Data records:
━━━━━━━━━━━━━━━━━━━━━━━━━━━━━━

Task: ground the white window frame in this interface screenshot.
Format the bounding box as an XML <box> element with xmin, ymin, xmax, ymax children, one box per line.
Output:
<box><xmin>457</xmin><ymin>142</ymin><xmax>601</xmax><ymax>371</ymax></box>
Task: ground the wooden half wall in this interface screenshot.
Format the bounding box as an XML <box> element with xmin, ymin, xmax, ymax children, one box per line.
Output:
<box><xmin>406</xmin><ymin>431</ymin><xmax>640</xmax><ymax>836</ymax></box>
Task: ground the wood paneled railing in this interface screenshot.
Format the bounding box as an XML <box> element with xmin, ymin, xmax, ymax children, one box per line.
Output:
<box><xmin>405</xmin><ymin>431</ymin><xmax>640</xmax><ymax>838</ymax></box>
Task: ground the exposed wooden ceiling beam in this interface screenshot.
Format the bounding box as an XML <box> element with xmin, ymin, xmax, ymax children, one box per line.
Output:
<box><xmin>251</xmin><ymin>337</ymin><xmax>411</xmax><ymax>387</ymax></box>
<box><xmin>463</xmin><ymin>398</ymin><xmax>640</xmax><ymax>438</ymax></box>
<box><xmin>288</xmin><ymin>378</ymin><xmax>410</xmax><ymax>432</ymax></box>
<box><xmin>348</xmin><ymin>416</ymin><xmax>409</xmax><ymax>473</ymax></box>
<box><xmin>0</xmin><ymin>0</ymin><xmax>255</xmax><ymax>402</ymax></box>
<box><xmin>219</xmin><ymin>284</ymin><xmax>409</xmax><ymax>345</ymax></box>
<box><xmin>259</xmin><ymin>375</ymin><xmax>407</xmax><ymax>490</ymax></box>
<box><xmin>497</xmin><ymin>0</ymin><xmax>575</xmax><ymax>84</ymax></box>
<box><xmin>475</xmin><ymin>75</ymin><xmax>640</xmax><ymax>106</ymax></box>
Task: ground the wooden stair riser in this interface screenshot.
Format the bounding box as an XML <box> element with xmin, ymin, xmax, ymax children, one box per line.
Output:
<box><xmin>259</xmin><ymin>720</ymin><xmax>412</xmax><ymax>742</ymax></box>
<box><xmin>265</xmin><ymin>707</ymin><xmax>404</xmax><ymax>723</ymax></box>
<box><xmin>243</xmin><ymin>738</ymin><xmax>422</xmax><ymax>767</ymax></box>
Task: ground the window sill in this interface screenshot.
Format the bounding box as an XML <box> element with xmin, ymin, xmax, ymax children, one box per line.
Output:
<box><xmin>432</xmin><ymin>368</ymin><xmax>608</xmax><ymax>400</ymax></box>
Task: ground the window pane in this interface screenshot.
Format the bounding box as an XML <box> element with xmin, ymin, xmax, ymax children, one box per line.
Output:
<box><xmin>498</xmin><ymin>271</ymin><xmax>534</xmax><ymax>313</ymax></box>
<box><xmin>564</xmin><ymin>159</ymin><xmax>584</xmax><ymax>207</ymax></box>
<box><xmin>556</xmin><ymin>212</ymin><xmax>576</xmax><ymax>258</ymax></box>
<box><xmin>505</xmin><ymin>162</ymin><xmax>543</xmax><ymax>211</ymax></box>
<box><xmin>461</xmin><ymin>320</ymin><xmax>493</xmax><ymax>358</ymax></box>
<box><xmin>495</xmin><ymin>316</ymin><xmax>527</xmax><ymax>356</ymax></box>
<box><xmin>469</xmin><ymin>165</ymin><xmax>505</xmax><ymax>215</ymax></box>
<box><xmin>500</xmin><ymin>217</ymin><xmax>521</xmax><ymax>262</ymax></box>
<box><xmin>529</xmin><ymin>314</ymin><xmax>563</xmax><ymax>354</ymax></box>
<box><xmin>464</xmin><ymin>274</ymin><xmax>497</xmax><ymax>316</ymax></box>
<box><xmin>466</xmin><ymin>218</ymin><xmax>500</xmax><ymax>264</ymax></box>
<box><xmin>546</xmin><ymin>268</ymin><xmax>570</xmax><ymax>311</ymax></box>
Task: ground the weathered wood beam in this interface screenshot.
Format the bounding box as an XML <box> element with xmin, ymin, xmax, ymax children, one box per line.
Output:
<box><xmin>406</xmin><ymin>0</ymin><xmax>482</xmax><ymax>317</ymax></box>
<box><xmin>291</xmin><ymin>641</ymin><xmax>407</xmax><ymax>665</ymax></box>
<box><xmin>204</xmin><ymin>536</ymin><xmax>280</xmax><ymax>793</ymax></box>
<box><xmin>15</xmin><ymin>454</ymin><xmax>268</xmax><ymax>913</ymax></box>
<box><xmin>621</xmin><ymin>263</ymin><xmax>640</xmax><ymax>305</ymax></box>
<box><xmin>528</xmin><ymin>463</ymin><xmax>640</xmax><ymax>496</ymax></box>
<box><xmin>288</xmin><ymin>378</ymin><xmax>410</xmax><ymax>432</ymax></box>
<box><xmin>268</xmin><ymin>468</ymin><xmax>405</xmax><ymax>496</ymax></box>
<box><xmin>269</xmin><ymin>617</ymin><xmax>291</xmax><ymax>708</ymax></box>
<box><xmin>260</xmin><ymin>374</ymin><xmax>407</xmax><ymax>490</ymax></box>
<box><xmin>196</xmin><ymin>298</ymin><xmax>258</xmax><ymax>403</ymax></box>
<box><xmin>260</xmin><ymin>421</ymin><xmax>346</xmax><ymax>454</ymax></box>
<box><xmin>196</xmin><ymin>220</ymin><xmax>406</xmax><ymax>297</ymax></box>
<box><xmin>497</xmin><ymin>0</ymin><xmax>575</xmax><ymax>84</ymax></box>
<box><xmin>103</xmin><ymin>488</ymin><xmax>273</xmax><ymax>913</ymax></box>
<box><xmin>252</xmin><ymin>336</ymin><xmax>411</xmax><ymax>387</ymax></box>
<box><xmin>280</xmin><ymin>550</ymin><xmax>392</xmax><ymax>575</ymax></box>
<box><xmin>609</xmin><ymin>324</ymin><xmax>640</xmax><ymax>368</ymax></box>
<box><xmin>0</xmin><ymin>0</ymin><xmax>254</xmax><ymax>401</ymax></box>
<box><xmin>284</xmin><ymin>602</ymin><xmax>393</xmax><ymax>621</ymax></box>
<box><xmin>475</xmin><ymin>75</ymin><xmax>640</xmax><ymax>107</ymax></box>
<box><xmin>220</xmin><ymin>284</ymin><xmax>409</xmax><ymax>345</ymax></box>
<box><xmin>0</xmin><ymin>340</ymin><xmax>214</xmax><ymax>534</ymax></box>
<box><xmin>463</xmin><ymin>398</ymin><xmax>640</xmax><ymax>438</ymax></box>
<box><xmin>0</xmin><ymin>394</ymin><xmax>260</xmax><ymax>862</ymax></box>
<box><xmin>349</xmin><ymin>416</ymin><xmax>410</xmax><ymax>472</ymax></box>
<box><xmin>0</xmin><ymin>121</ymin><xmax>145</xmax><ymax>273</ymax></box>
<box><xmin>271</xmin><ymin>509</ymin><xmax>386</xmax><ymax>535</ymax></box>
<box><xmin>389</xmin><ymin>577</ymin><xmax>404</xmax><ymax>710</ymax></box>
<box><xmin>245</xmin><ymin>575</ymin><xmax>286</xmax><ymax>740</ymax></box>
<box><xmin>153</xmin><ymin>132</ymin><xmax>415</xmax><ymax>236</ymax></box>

━━━━━━━━━━━━━━━━━━━━━━━━━━━━━━

What is being asked:
Please return the entire listing, unchanged.

Answer space:
Task: ground the white window frame in this interface screenshot.
Format the bounding box as an XML <box> element with xmin, ymin, xmax, ymax children, one box per line.
Output:
<box><xmin>457</xmin><ymin>142</ymin><xmax>601</xmax><ymax>371</ymax></box>
Task: ground the wooden half wall in this interface screenshot.
Format the bounding box as an XML <box> element with xmin, ymin, xmax, ymax children, one box per line.
Output:
<box><xmin>406</xmin><ymin>431</ymin><xmax>640</xmax><ymax>836</ymax></box>
Task: ground the wood paneled railing in this interface screenshot.
Format the bounding box as an XML <box> element with xmin, ymin, xmax, ymax children, one box per line.
Output:
<box><xmin>405</xmin><ymin>431</ymin><xmax>640</xmax><ymax>838</ymax></box>
Task: ground the exposed wooden ceiling beam in this interface screenshot.
Format the bounding box as an XML <box> element with xmin, ymin, xmax, ymax children, one box per line.
Output:
<box><xmin>251</xmin><ymin>337</ymin><xmax>411</xmax><ymax>387</ymax></box>
<box><xmin>463</xmin><ymin>398</ymin><xmax>640</xmax><ymax>438</ymax></box>
<box><xmin>288</xmin><ymin>378</ymin><xmax>410</xmax><ymax>432</ymax></box>
<box><xmin>348</xmin><ymin>416</ymin><xmax>409</xmax><ymax>473</ymax></box>
<box><xmin>0</xmin><ymin>0</ymin><xmax>255</xmax><ymax>402</ymax></box>
<box><xmin>219</xmin><ymin>284</ymin><xmax>409</xmax><ymax>345</ymax></box>
<box><xmin>259</xmin><ymin>375</ymin><xmax>407</xmax><ymax>490</ymax></box>
<box><xmin>497</xmin><ymin>0</ymin><xmax>575</xmax><ymax>84</ymax></box>
<box><xmin>475</xmin><ymin>75</ymin><xmax>640</xmax><ymax>106</ymax></box>
Task: ground the wooden stair riser in this interface screenshot.
Format the bounding box as an XML <box> element with xmin, ymin, xmax, ymax children, one box per line.
Output:
<box><xmin>259</xmin><ymin>720</ymin><xmax>412</xmax><ymax>742</ymax></box>
<box><xmin>265</xmin><ymin>707</ymin><xmax>404</xmax><ymax>723</ymax></box>
<box><xmin>243</xmin><ymin>738</ymin><xmax>422</xmax><ymax>767</ymax></box>
Task: ground the window sill in this interface screenshot.
Format the bounding box as an XML <box> element with xmin, ymin, xmax, ymax children, one box per line.
Output:
<box><xmin>432</xmin><ymin>368</ymin><xmax>608</xmax><ymax>400</ymax></box>
Task: ground the window pane in this interface screenshot.
Format the bounding box as an XML <box> element with xmin, ymin, xmax, ymax children, one box per line.
Output:
<box><xmin>498</xmin><ymin>271</ymin><xmax>534</xmax><ymax>313</ymax></box>
<box><xmin>564</xmin><ymin>159</ymin><xmax>584</xmax><ymax>207</ymax></box>
<box><xmin>556</xmin><ymin>212</ymin><xmax>576</xmax><ymax>258</ymax></box>
<box><xmin>505</xmin><ymin>162</ymin><xmax>543</xmax><ymax>211</ymax></box>
<box><xmin>461</xmin><ymin>320</ymin><xmax>493</xmax><ymax>358</ymax></box>
<box><xmin>495</xmin><ymin>316</ymin><xmax>527</xmax><ymax>356</ymax></box>
<box><xmin>469</xmin><ymin>165</ymin><xmax>505</xmax><ymax>215</ymax></box>
<box><xmin>500</xmin><ymin>217</ymin><xmax>521</xmax><ymax>262</ymax></box>
<box><xmin>529</xmin><ymin>314</ymin><xmax>563</xmax><ymax>354</ymax></box>
<box><xmin>464</xmin><ymin>274</ymin><xmax>497</xmax><ymax>316</ymax></box>
<box><xmin>466</xmin><ymin>218</ymin><xmax>500</xmax><ymax>264</ymax></box>
<box><xmin>546</xmin><ymin>268</ymin><xmax>570</xmax><ymax>311</ymax></box>
Task: ground the weathered wood beam in this interface screenshot.
Format the bounding box as an XML <box> element with xmin, ymin, xmax, ymax children, one box per line.
Output:
<box><xmin>406</xmin><ymin>0</ymin><xmax>482</xmax><ymax>317</ymax></box>
<box><xmin>291</xmin><ymin>641</ymin><xmax>407</xmax><ymax>665</ymax></box>
<box><xmin>204</xmin><ymin>536</ymin><xmax>280</xmax><ymax>793</ymax></box>
<box><xmin>15</xmin><ymin>454</ymin><xmax>268</xmax><ymax>913</ymax></box>
<box><xmin>621</xmin><ymin>263</ymin><xmax>640</xmax><ymax>305</ymax></box>
<box><xmin>528</xmin><ymin>463</ymin><xmax>640</xmax><ymax>496</ymax></box>
<box><xmin>288</xmin><ymin>378</ymin><xmax>410</xmax><ymax>432</ymax></box>
<box><xmin>268</xmin><ymin>468</ymin><xmax>405</xmax><ymax>496</ymax></box>
<box><xmin>269</xmin><ymin>617</ymin><xmax>291</xmax><ymax>708</ymax></box>
<box><xmin>260</xmin><ymin>374</ymin><xmax>407</xmax><ymax>490</ymax></box>
<box><xmin>196</xmin><ymin>298</ymin><xmax>258</xmax><ymax>403</ymax></box>
<box><xmin>260</xmin><ymin>421</ymin><xmax>346</xmax><ymax>454</ymax></box>
<box><xmin>196</xmin><ymin>220</ymin><xmax>406</xmax><ymax>297</ymax></box>
<box><xmin>497</xmin><ymin>0</ymin><xmax>575</xmax><ymax>84</ymax></box>
<box><xmin>103</xmin><ymin>488</ymin><xmax>273</xmax><ymax>913</ymax></box>
<box><xmin>252</xmin><ymin>336</ymin><xmax>411</xmax><ymax>387</ymax></box>
<box><xmin>280</xmin><ymin>550</ymin><xmax>392</xmax><ymax>575</ymax></box>
<box><xmin>609</xmin><ymin>324</ymin><xmax>640</xmax><ymax>368</ymax></box>
<box><xmin>0</xmin><ymin>0</ymin><xmax>254</xmax><ymax>401</ymax></box>
<box><xmin>284</xmin><ymin>602</ymin><xmax>393</xmax><ymax>621</ymax></box>
<box><xmin>475</xmin><ymin>75</ymin><xmax>640</xmax><ymax>107</ymax></box>
<box><xmin>220</xmin><ymin>284</ymin><xmax>409</xmax><ymax>345</ymax></box>
<box><xmin>0</xmin><ymin>340</ymin><xmax>214</xmax><ymax>534</ymax></box>
<box><xmin>463</xmin><ymin>398</ymin><xmax>640</xmax><ymax>438</ymax></box>
<box><xmin>0</xmin><ymin>394</ymin><xmax>260</xmax><ymax>862</ymax></box>
<box><xmin>349</xmin><ymin>416</ymin><xmax>410</xmax><ymax>472</ymax></box>
<box><xmin>0</xmin><ymin>121</ymin><xmax>145</xmax><ymax>273</ymax></box>
<box><xmin>271</xmin><ymin>509</ymin><xmax>386</xmax><ymax>535</ymax></box>
<box><xmin>389</xmin><ymin>577</ymin><xmax>404</xmax><ymax>710</ymax></box>
<box><xmin>245</xmin><ymin>575</ymin><xmax>286</xmax><ymax>740</ymax></box>
<box><xmin>153</xmin><ymin>132</ymin><xmax>415</xmax><ymax>236</ymax></box>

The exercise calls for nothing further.